We’re all familiar with the risk matrix. It’s used throughout corporate risk practice, it’s apparently simple to use, and it’s visually attractive. But to paraphrase Edmund Blackadder ^{[2]}, there’s just one tiny problem with it – in all its variants it yields meaningless results every time. To demonstrate why, let’s start by examining the commonly used qualitative matrix.

The idea of using qualitative scales is that verbal descriptors of likelihood and consequence are easy to understand, but is this really true? David Budescu and colleagues at the University of Illinois and Fordham University worked on this question for several years with reference to the IPCC verbal likelihood categories of climatic events. Unfortunately this research consistently showed that even subject matter experts in their own field exhibit wild variation when interpreting verbal category labels, and that's not only true of climate scientists. It's a recognised problem known as linguistic uncertainty.

I plotted the graph on the left using the data from one of their research papers.^{[3]} It shows the spread of numeric interpretations for each of four verbal likelihood category labels, clearly demonstrating that they can't be relied on. The words mean radically different things to different people, to the extent that interpretations of ‘very unlikely’ and ‘very likely’ overlap by almost 50%, completely encompassing the two intermediate categories. All the categories are therefore fundamentally devoid of meaning as each one overlaps with all the others to some extent.

As if that wasn't enough, the qualitative matrix has another problem in that it can be populated entirely arbitrarily without any objective relationship between its cell contents and its scales. Thus, even discounting linguistic uncertainty, it doesn't necessarily represent any real-world risk profile at all.

Some folks were rightly concerned about linguistic uncertainty, so they came up with the semi-quantitative matrix. This uses numbers instead of words, both for the scales and the cell contents. But does it really help? What do the numbers actually mean? Is a likelihood of four twice as great as a likelihood of two (or a hundred times as great if we're using log scales)? Probably not. In fact, the ‘numbers’ are not numbers at all in the arithmetical sense - in this context they're just category labels like the words in the qualitative matrix. So the linguistic uncertainty remains, and other significant problems are introduced by using identical pseudo-numerical scales for likelihood and consequence. The most obvious is a fallacious symmetry about the bottom left to top right diagonal, which implies that a trivial very frequent event and a very rare catastrophic one represent equivalent risk. This is practically never the case in the real world.

################

◆ Short problem 1: How many lines of the records contain the word "roof"? Give only the number.

◆ Source data:
################

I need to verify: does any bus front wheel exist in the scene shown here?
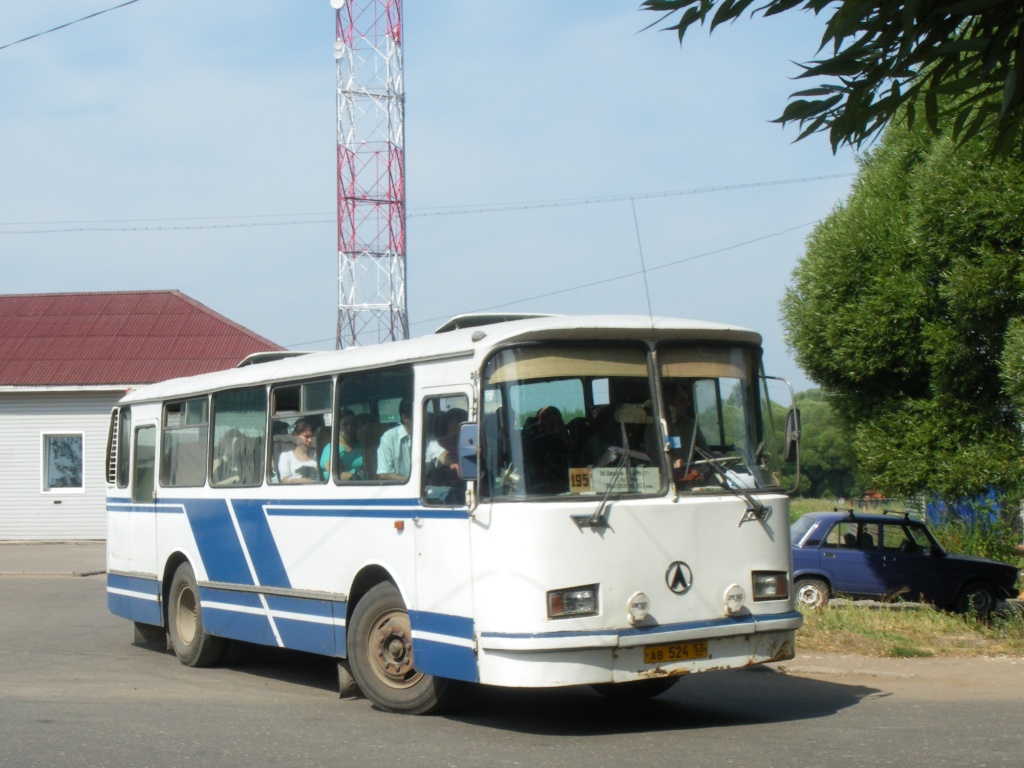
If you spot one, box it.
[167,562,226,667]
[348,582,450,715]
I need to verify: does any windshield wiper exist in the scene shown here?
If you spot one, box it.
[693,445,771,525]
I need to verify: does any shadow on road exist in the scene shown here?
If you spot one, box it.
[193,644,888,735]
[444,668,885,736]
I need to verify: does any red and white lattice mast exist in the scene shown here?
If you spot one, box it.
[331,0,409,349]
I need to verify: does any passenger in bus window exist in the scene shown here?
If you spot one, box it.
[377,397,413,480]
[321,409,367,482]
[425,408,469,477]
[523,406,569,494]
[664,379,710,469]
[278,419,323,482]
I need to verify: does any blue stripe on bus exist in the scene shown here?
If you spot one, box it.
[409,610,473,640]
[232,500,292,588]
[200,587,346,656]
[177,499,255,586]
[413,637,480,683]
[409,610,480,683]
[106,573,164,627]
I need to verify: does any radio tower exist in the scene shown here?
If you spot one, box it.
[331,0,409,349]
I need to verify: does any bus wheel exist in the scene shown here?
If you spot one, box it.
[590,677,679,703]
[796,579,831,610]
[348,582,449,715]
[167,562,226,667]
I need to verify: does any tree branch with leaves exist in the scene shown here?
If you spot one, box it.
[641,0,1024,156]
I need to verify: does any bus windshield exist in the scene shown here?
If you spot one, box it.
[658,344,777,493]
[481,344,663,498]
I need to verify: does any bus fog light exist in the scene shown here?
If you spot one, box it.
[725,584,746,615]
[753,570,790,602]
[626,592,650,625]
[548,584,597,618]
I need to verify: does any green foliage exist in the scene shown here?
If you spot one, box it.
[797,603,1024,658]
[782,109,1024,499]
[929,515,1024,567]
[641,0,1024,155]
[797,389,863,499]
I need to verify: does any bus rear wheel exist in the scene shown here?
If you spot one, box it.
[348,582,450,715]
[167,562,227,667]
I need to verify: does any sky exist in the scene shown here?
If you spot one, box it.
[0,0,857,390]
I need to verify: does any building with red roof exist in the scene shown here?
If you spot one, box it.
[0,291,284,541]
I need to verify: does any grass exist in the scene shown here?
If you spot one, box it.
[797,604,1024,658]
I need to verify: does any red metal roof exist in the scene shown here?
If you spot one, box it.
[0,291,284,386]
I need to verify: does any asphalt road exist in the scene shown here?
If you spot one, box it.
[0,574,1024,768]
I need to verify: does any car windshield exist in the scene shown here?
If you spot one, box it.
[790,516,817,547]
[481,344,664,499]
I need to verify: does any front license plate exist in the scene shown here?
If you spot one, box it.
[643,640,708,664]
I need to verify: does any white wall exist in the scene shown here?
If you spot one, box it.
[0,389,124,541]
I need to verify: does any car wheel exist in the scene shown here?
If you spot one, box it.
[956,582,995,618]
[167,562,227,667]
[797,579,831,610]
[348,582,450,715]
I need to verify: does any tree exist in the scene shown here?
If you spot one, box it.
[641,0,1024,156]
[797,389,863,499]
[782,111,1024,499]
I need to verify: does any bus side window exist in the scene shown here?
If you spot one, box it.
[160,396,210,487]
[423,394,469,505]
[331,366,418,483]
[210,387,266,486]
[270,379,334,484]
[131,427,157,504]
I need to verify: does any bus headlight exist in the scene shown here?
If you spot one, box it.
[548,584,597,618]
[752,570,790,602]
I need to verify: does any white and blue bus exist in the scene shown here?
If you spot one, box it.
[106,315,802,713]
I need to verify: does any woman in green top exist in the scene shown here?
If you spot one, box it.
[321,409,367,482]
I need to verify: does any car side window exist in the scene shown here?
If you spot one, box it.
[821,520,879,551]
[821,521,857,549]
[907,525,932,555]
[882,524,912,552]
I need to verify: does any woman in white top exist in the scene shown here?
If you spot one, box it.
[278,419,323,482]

################

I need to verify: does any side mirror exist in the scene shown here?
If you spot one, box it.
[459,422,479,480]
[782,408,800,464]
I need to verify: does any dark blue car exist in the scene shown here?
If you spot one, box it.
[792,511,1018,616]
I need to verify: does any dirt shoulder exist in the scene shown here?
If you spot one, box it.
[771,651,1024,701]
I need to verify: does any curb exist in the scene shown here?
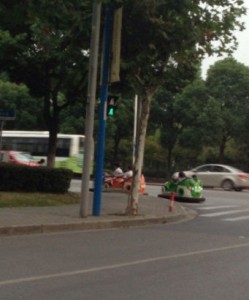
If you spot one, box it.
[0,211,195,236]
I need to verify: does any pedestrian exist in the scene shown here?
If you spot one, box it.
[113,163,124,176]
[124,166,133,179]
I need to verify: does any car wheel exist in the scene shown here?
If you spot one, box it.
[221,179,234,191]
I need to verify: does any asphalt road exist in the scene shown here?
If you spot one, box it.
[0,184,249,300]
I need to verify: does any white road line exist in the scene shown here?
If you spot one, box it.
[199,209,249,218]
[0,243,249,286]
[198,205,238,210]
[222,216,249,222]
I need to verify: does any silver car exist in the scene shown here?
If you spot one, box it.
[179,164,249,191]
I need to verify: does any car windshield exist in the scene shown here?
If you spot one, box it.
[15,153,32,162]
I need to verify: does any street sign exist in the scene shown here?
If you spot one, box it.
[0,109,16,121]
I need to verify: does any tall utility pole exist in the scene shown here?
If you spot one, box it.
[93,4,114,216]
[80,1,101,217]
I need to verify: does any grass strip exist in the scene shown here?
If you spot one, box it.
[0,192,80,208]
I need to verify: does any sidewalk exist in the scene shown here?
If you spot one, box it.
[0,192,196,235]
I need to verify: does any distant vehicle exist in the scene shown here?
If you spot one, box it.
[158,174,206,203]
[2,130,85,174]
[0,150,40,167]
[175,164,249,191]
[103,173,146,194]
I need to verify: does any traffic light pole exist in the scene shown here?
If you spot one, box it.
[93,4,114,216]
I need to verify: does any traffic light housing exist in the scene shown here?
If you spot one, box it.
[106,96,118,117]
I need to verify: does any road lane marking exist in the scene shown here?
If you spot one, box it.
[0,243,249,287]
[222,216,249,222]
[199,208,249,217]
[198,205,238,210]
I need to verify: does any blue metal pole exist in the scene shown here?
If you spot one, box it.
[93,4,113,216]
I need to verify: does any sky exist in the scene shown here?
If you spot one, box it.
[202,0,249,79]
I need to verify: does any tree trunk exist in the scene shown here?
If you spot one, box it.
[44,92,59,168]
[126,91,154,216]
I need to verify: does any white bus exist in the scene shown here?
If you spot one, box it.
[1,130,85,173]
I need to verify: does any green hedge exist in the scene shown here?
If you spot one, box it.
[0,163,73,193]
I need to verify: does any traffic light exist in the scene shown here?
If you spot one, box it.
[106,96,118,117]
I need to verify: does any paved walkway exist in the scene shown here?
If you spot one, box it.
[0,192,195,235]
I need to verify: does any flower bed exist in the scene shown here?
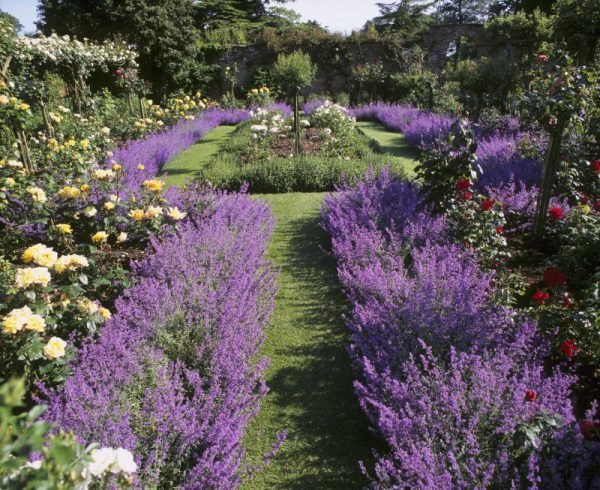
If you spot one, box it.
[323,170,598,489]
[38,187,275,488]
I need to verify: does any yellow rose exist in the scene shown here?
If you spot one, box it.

################

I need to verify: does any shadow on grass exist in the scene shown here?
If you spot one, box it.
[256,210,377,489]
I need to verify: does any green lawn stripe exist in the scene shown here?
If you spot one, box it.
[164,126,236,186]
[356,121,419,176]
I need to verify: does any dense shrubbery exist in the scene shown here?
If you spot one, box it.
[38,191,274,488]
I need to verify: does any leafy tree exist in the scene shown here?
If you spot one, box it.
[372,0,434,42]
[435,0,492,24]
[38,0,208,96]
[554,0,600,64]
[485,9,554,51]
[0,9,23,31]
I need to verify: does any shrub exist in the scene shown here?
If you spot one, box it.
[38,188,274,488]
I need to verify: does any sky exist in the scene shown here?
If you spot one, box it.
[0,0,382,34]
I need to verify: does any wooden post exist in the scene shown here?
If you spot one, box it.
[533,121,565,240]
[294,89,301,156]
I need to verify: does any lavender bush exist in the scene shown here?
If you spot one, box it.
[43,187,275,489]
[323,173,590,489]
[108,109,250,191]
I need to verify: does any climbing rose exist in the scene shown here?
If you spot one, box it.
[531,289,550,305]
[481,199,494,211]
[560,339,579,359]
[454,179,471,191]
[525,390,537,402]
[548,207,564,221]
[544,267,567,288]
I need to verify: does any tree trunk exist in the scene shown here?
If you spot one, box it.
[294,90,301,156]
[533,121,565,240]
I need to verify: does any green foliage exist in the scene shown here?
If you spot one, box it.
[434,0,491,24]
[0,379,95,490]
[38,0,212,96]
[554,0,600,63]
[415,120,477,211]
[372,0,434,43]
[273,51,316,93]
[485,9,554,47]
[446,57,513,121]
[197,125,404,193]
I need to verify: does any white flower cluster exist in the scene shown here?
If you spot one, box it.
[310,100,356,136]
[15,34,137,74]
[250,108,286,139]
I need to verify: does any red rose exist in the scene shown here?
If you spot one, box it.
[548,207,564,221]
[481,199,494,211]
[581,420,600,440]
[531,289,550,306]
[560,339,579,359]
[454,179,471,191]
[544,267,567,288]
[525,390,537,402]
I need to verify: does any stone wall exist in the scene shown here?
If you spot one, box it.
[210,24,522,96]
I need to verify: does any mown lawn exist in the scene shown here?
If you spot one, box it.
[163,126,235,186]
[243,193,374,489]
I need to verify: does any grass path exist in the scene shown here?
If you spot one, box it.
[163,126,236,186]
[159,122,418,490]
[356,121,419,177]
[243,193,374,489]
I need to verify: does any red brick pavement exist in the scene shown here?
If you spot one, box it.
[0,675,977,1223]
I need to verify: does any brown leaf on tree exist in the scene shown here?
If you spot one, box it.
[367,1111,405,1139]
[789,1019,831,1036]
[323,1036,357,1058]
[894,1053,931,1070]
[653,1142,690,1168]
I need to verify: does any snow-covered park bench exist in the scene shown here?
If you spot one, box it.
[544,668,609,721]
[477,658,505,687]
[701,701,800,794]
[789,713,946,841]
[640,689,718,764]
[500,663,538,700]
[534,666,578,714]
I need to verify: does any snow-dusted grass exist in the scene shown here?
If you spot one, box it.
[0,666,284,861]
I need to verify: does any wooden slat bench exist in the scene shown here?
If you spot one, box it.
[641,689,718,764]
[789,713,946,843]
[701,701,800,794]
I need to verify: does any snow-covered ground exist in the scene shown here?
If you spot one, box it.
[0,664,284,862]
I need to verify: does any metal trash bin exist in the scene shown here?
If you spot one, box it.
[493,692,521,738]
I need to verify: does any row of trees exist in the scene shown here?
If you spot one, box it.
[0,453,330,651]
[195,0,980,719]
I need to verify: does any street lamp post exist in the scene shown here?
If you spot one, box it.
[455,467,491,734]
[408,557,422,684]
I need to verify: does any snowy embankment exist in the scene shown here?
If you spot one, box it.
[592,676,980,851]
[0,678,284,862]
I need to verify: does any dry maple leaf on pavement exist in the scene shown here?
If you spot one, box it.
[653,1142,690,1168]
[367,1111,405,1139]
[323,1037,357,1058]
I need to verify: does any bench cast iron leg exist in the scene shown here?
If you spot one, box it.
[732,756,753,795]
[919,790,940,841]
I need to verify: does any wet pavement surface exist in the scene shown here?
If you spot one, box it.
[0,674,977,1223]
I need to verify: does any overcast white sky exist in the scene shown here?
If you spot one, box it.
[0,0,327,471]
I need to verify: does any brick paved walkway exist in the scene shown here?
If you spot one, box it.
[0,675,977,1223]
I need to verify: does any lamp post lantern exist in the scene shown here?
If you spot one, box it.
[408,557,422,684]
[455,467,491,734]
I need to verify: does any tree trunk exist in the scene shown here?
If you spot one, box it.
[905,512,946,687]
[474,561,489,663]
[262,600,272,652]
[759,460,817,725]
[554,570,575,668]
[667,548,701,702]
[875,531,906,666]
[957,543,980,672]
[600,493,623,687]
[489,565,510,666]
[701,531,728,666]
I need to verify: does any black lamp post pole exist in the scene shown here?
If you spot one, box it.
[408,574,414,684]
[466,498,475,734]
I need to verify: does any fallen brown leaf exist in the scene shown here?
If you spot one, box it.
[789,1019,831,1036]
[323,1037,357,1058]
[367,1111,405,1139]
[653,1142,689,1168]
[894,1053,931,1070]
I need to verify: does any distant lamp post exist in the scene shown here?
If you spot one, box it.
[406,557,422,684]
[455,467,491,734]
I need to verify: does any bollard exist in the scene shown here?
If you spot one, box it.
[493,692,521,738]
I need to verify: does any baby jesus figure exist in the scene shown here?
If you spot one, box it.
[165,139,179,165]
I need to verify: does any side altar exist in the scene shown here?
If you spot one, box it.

################

◆ Short problem 2: In the text on risk matrices, what is the name of the recognized problem in which people interpret verbal category labels in widely different ways?

◆ Final result 1: 2

◆ Final result 2: Linguistic uncertainty.